[Dataset rows]
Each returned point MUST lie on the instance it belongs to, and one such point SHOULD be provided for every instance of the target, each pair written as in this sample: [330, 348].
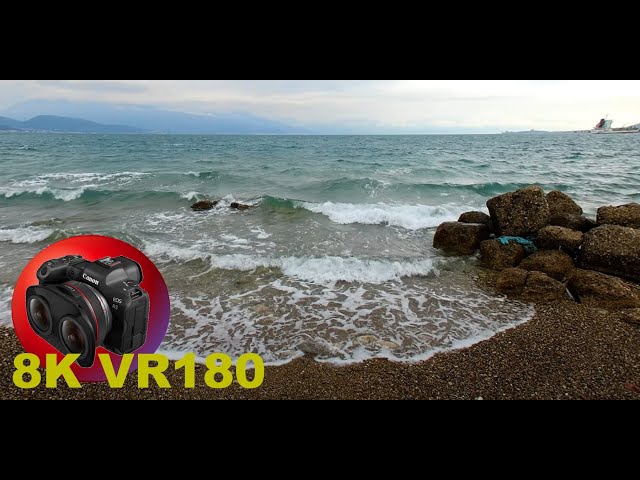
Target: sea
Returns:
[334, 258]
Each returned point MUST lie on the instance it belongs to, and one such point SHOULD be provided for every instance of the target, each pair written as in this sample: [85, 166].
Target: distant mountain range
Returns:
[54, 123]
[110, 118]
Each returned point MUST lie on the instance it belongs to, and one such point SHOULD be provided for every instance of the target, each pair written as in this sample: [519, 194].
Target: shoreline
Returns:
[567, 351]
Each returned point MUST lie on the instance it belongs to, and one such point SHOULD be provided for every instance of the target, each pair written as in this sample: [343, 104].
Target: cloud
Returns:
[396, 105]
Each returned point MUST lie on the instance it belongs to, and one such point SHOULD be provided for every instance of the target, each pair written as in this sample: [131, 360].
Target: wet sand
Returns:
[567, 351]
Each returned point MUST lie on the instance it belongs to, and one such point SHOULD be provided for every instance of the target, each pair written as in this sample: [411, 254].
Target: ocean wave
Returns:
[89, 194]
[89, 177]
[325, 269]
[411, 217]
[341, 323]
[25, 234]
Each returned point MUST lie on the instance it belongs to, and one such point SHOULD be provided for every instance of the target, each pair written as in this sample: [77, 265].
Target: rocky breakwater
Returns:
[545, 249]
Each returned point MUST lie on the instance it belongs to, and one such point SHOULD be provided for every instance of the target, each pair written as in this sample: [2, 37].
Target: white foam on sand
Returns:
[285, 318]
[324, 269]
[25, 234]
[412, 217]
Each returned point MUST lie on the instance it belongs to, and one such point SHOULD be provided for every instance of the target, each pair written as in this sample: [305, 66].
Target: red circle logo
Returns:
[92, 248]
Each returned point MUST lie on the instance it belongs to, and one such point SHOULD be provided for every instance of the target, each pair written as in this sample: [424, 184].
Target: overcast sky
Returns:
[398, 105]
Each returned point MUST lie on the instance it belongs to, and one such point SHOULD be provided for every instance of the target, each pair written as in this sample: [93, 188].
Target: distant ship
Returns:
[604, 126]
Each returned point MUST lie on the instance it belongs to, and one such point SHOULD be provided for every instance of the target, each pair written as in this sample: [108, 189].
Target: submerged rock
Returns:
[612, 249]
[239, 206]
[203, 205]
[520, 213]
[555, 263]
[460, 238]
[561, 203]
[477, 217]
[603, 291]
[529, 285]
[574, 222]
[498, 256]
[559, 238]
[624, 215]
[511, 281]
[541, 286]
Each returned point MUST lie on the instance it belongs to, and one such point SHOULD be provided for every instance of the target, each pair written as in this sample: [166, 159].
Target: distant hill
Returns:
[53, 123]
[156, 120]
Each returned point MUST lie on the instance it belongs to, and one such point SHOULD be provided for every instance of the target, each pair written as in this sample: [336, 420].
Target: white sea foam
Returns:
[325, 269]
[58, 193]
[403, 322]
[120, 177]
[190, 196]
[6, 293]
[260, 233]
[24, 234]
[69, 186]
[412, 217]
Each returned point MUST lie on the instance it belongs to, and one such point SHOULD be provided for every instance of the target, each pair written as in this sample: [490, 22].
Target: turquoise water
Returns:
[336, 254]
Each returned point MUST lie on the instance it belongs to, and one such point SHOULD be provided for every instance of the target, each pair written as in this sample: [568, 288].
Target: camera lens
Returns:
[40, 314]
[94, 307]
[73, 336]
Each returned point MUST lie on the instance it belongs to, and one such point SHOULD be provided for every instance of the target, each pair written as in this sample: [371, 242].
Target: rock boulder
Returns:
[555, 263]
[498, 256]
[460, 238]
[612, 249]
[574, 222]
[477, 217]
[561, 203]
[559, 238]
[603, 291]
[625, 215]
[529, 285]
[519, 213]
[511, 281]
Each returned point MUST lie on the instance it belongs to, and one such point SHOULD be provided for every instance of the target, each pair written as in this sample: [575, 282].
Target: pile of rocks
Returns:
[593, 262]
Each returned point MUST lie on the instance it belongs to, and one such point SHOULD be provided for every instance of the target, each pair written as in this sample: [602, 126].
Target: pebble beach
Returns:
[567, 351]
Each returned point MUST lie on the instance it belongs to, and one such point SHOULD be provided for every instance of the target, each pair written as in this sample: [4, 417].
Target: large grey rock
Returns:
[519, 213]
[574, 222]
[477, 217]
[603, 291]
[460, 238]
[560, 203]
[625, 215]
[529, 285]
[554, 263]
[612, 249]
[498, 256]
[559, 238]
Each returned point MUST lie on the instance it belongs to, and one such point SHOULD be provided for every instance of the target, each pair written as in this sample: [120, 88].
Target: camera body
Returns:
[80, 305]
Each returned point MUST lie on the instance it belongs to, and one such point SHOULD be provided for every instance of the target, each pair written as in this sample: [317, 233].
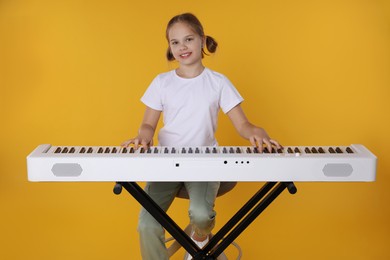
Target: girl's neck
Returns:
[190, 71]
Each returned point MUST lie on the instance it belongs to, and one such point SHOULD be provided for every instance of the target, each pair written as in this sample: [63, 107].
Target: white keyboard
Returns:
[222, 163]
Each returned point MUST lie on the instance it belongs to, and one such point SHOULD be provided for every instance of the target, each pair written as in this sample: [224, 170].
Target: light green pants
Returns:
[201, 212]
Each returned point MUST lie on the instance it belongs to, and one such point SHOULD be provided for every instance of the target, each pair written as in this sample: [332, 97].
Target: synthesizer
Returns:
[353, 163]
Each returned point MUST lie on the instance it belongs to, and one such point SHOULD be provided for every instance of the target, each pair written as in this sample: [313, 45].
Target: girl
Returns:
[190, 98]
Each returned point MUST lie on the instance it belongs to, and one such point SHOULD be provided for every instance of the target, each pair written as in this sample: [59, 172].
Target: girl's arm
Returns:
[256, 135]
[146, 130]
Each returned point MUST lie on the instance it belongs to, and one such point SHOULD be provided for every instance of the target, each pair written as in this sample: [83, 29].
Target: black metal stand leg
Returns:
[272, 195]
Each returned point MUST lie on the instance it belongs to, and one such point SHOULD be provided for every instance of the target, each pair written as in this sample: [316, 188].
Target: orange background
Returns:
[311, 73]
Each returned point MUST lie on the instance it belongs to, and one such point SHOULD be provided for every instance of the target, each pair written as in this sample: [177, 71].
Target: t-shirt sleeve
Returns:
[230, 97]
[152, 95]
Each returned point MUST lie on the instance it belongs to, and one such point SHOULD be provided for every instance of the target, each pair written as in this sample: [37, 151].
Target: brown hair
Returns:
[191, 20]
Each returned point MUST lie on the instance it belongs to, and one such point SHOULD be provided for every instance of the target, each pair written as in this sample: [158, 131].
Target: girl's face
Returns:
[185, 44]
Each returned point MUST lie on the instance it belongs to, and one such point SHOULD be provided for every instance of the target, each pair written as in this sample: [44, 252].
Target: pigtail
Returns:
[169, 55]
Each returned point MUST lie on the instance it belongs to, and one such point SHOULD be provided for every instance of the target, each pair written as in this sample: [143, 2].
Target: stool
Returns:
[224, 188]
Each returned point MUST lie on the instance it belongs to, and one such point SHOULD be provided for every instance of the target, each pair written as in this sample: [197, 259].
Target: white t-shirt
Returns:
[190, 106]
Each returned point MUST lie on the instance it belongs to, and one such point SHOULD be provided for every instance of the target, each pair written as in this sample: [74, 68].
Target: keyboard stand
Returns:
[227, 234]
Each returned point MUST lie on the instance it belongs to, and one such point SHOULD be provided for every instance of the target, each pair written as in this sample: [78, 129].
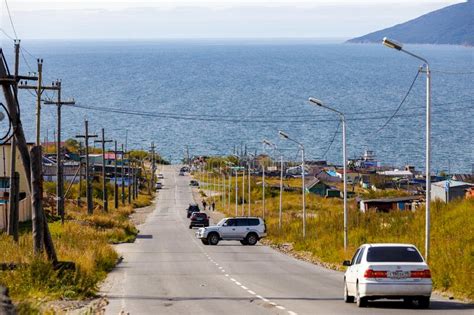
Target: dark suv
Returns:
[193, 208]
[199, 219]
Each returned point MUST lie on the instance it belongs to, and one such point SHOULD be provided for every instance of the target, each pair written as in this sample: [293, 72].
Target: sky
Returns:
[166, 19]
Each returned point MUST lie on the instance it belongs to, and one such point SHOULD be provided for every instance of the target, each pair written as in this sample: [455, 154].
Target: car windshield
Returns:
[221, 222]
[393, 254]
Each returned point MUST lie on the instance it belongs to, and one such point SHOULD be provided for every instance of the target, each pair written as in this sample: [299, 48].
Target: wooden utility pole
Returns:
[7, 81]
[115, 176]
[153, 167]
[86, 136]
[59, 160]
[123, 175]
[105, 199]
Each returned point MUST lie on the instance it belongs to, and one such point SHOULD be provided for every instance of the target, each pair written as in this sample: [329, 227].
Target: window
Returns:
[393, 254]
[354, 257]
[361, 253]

**Written instruction:** Omit the pictures and retype exactly the lines from the one with "sample: [197, 259]." through the final line, both ends included.

**Result below:**
Each returned point MUST lie on the instance it belongs to, and one such point SHOULD be provided for every instance of the target, each pair written as in this sample: [197, 259].
Target: white t-shirt
Returns:
[190, 106]
Each returned point MUST lie on the instance it belongs to, and one such point SHOULD be provided for every instance of the target, each pair written as in this sample: [74, 68].
Target: keyboard stand
Returns:
[227, 234]
Each returned point MUST lie on the instance it belongs to, and one such point SHOULD be provided for every instance of the target, each pair written as in this sample: [78, 129].
Target: dark suv
Returns:
[193, 208]
[199, 219]
Each returned point MUST lie on the instance it belongs to, and one such point SHOULD be provided for every instance of the target, each pair written as in this sample: [293, 72].
Target: sky
Returns:
[166, 19]
Each returned point MUST lie on the instance it belongs to, and one such point SHOULD be provided for every instance of the target, each pair written as in this sample: [455, 154].
Target: car windshield
Returns:
[221, 222]
[393, 254]
Each returned point MUST lie on the instance it belongs to, and one such point SHOULD be provided for every instance of the target, each pair written as in this sample: [299, 48].
Target: wooden utility pole
Returns:
[7, 81]
[115, 176]
[153, 167]
[86, 136]
[59, 160]
[123, 175]
[105, 199]
Each returned point MUST lie on the instance it belongs to, and one such point SHOULD be provided for every instance of the target, each pair written as in this sample: [329, 227].
Target: window
Returns:
[393, 254]
[354, 257]
[361, 253]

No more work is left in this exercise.